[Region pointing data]
[Start of Attachment]

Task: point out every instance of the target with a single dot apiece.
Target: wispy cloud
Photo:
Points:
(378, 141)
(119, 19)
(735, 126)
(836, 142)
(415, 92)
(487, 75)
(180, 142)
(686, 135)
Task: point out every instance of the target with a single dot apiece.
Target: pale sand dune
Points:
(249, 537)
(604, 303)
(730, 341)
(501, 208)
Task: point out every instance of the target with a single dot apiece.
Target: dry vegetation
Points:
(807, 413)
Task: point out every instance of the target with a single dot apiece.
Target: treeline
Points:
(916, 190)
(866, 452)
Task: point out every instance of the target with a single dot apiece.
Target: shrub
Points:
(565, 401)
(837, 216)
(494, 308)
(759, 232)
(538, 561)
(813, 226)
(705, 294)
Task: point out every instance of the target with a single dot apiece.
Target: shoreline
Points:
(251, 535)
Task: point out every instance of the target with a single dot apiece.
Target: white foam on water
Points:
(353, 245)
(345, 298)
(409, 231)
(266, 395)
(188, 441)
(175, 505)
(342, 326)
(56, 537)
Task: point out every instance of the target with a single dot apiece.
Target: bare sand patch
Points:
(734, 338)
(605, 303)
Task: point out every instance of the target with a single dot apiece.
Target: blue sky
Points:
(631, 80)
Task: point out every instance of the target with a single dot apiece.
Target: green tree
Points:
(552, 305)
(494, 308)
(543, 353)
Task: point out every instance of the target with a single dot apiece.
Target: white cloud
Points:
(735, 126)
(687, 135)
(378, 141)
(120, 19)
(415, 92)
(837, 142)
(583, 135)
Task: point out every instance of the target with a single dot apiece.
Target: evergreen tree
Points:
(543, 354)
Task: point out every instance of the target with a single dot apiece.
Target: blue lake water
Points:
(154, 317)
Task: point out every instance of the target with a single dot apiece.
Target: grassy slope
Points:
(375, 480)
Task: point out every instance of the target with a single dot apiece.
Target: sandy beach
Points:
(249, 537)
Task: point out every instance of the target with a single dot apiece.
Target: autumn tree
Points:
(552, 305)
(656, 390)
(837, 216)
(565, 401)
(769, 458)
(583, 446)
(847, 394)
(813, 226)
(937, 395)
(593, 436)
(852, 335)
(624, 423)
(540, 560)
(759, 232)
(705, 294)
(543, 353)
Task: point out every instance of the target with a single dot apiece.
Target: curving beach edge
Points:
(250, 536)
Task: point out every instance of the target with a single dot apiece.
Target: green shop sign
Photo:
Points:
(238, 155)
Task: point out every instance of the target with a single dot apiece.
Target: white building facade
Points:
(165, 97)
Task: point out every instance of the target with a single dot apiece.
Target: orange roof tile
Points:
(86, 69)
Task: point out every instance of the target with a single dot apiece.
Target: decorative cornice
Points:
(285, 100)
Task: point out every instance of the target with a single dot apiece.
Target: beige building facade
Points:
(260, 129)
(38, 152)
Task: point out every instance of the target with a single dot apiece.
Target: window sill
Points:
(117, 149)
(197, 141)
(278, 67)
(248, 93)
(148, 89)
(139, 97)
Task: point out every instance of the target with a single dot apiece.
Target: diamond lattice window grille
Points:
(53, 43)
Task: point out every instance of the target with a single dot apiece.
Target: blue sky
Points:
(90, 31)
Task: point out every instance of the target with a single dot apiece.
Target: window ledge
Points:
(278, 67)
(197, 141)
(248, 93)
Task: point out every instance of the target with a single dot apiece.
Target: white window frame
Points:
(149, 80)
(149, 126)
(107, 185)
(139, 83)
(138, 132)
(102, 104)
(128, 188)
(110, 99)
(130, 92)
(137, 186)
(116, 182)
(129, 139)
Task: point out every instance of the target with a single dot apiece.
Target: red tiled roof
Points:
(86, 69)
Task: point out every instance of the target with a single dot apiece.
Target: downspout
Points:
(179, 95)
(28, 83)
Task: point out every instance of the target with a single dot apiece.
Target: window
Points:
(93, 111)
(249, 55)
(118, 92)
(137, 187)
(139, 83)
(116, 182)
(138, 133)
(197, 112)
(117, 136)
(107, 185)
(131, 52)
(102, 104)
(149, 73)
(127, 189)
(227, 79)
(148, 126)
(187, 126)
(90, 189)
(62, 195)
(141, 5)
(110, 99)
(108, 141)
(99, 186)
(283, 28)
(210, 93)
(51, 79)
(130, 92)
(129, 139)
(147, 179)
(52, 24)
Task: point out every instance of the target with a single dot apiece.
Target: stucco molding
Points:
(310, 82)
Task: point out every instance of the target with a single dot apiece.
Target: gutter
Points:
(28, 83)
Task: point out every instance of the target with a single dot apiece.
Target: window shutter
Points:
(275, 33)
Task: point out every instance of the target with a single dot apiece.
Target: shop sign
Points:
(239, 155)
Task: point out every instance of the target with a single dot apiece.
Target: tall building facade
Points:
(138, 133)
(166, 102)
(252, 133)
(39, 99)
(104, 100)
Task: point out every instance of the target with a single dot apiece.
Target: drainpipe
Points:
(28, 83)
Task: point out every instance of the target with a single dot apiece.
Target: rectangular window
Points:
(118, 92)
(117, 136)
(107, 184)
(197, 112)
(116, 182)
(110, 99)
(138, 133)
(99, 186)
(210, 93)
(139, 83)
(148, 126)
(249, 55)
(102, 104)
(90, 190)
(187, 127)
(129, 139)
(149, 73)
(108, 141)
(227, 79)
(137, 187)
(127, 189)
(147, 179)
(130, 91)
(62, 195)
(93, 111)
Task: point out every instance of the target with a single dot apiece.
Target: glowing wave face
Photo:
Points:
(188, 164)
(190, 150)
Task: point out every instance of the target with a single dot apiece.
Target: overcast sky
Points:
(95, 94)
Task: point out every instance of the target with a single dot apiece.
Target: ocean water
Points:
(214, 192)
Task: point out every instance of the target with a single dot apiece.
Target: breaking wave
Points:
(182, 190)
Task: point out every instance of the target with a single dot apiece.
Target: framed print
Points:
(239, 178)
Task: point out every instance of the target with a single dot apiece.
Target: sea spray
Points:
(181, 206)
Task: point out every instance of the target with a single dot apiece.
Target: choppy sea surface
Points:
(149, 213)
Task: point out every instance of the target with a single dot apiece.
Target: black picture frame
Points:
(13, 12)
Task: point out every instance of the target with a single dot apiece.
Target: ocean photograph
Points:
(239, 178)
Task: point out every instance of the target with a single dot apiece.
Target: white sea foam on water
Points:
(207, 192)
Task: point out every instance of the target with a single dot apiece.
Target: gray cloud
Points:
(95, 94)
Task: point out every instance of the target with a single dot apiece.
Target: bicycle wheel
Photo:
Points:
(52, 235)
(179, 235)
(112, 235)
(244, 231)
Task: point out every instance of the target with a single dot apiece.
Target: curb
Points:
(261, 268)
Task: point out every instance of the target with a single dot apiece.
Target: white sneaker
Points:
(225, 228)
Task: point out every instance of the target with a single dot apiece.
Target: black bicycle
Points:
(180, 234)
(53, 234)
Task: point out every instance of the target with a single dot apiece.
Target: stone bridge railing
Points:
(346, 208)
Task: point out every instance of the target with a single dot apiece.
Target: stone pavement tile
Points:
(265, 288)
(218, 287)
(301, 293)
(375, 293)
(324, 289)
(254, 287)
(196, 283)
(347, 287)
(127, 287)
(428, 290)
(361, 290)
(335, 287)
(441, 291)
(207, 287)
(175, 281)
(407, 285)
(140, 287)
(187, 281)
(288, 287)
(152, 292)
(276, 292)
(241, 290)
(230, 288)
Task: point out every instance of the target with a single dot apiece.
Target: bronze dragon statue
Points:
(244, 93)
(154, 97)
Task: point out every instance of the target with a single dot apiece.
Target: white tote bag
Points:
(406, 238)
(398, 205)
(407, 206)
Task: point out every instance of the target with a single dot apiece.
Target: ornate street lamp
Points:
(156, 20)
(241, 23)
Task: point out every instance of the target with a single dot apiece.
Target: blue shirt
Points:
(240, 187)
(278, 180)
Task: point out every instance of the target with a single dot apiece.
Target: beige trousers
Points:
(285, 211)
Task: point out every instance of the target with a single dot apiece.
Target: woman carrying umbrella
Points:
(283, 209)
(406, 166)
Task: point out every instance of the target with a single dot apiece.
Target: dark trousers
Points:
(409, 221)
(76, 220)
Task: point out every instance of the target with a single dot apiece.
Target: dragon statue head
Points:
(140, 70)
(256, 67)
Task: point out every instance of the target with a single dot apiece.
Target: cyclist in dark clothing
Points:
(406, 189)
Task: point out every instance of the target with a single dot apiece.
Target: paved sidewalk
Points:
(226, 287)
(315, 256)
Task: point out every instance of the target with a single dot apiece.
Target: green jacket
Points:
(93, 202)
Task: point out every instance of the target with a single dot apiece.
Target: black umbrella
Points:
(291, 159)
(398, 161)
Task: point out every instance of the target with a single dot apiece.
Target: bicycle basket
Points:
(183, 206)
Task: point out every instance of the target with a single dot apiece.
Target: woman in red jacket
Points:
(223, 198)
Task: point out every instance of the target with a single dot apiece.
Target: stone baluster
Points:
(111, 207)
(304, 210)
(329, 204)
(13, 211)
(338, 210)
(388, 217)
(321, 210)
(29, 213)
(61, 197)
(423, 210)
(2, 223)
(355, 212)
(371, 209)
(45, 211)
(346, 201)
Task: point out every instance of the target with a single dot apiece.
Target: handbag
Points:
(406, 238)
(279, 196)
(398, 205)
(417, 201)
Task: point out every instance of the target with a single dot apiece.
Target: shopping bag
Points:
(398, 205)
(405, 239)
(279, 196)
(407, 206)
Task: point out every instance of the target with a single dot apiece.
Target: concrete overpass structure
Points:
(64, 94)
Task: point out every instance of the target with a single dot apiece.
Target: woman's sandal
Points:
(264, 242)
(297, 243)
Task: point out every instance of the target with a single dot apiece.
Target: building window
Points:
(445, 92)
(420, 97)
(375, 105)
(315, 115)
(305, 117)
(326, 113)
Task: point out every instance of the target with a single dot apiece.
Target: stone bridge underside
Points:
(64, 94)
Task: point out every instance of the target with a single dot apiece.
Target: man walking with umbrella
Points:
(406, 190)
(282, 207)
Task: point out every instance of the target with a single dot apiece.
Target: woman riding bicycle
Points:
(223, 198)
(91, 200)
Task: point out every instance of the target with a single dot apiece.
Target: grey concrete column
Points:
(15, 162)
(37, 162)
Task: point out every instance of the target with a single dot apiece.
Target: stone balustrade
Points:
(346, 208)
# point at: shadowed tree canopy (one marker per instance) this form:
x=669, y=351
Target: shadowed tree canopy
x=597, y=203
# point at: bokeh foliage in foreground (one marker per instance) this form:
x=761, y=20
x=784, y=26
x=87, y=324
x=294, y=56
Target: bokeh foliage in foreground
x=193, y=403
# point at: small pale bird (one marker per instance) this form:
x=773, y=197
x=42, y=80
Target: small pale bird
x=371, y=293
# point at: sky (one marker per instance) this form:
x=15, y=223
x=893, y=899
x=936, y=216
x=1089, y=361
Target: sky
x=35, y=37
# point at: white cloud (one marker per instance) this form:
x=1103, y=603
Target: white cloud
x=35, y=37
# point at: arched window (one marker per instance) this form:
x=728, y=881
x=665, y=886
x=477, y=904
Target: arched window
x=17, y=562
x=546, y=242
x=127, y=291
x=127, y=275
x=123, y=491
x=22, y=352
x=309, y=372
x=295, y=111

[End of Attachment]

All that belongs in the answer is an exact copy of the lines from the start of the records above through the line with "Target: dry vegetation".

Task: point out every instance of the target with a single dot apiece.
Target: wispy cloud
Photo:
Points:
(378, 141)
(119, 19)
(735, 126)
(836, 142)
(415, 92)
(487, 75)
(180, 142)
(686, 135)
Task: point out every instance of the target with a single dot apiece.
Target: pale sand dune
Points:
(249, 537)
(604, 303)
(730, 341)
(501, 208)
Task: point out every instance of the target with a single dot apiece.
Target: dry vegetation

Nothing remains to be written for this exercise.